SUPPLIED DATA:
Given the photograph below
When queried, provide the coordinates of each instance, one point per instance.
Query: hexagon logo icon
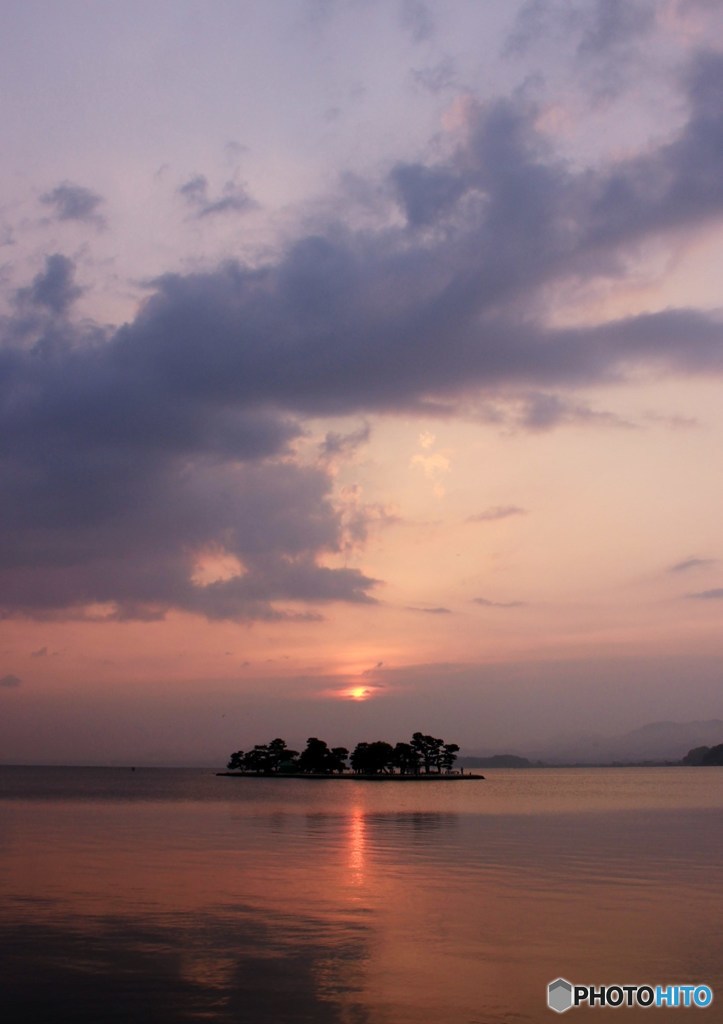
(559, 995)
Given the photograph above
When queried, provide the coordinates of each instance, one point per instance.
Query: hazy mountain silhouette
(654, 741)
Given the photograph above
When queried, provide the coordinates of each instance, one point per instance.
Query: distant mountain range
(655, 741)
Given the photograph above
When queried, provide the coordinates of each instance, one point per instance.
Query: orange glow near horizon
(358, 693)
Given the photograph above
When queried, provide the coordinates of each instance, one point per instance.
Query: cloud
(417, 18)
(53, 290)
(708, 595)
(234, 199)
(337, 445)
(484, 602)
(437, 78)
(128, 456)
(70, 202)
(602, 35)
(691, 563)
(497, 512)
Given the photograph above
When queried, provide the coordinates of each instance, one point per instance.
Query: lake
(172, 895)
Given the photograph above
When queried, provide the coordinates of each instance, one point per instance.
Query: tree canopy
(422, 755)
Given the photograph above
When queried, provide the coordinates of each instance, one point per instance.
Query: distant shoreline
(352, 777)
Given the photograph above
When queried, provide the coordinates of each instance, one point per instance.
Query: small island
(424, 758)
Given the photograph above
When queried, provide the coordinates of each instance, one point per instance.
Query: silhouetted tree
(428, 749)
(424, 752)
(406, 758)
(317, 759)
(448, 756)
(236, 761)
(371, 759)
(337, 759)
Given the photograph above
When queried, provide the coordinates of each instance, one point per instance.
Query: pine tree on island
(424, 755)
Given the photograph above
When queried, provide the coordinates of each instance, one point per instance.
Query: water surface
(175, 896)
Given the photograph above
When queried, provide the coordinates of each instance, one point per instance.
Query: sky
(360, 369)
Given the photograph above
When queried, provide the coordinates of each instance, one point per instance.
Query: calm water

TASK DETAILS:
Exactly those lines that run from the line holding "Query: hexagon logo icon" to the end of the listing above, both included, are to be reproduced, with pictures left out.

TASK RESPONSE:
Query: hexagon logo icon
(559, 995)
Given the photograph above
When queried, provide the coordinates of each instance, one point per instance.
Query: hazy mountain silhouette
(654, 741)
Given the photograph above
When queried, provide the coordinates of each instance, one point per instance.
Query: distant mountain range
(655, 741)
Given the photograph above
When queried, provide the coordinates of each instance, one point per instance.
Query: orange glow near horizon
(358, 693)
Given the photograph above
When queried, provide the coordinates of each instance, one point per instance.
Query: cloud
(417, 18)
(53, 290)
(708, 595)
(234, 199)
(337, 445)
(484, 602)
(437, 78)
(128, 456)
(70, 202)
(602, 35)
(691, 563)
(497, 512)
Given the photograph above
When queried, provide the coordinates of each instance, one point per instance.
Query: lake
(172, 895)
Given the photograph above
When queried, provide the coordinates of each instance, one point per instance.
Query: tree canopy
(422, 755)
Given the photograph above
When queried, provide the coordinates of each instance, one point per instance.
Query: distant shoreline
(352, 777)
Given the photograph above
When queried, provide the coordinates of each instance, one point per instance.
Query: small island
(424, 758)
Given the photograph above
When queried, provide the coordinates of each instance, one point per instance.
Query: silhouetted tree
(428, 749)
(424, 752)
(406, 758)
(317, 759)
(448, 756)
(236, 761)
(371, 759)
(337, 759)
Given the photograph above
When queried, provide the coordinates of each instance, one point per instance.
Query: pine tree on island
(424, 755)
Given the photograph above
When queried, provide the coordinates of each instance, one point per instance.
Query: water surface
(175, 896)
Given the photograph above
When queried, provide the coordinates of each instance, one point per instance.
Query: sky
(360, 369)
Given the photograph above
When queried, provide the coordinates of each instance, one point per instance.
Query: calm water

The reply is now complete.